Items from a data source
----------------

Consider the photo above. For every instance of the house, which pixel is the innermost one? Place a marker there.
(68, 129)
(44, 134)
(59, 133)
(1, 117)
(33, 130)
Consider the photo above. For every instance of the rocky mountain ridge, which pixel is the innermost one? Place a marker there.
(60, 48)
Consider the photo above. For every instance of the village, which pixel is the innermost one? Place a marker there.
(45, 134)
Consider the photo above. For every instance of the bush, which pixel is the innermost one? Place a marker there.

----------------

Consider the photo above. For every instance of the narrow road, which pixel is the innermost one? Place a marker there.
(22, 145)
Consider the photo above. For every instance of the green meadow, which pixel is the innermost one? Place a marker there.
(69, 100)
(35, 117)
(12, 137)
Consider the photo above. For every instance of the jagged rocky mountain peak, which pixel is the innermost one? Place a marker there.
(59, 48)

----------------

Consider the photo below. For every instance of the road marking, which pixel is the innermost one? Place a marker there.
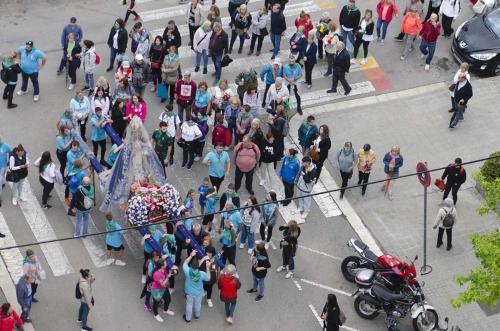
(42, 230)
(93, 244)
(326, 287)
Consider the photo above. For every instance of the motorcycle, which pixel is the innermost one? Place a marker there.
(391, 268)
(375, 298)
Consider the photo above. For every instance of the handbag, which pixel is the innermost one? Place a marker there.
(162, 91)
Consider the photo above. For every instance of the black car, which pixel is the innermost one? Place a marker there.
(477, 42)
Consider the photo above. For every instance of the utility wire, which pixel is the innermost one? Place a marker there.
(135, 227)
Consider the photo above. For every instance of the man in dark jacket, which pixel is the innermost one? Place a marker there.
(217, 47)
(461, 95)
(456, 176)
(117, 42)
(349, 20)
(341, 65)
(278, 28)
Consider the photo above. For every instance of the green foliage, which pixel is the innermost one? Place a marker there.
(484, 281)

----------------

# Problem
The lines above starting at the one that contains "Consider the photo above. For every instance of the house, which" and ending at the one that contains "Consider the photo above. For every instance of the bush, which" must be transcribed exactly, and no other lines may appear.

# Finished exercise
Consider the photo above. For every instance of the house, which pixel is the innermost one? Place a marker there.
(68, 129)
(44, 134)
(59, 133)
(1, 117)
(33, 130)
Consider the photo above. For every instance of the rocky mountain ridge, which pixel is the innermost one? Place a marker there.
(60, 48)
Consider the photo above. For every instance of the village, which pixel is the innermost one? Place a marker there.
(45, 134)
Consider the photo above. For every instance of the bush, which pixel is the innermost one? Place a marker there.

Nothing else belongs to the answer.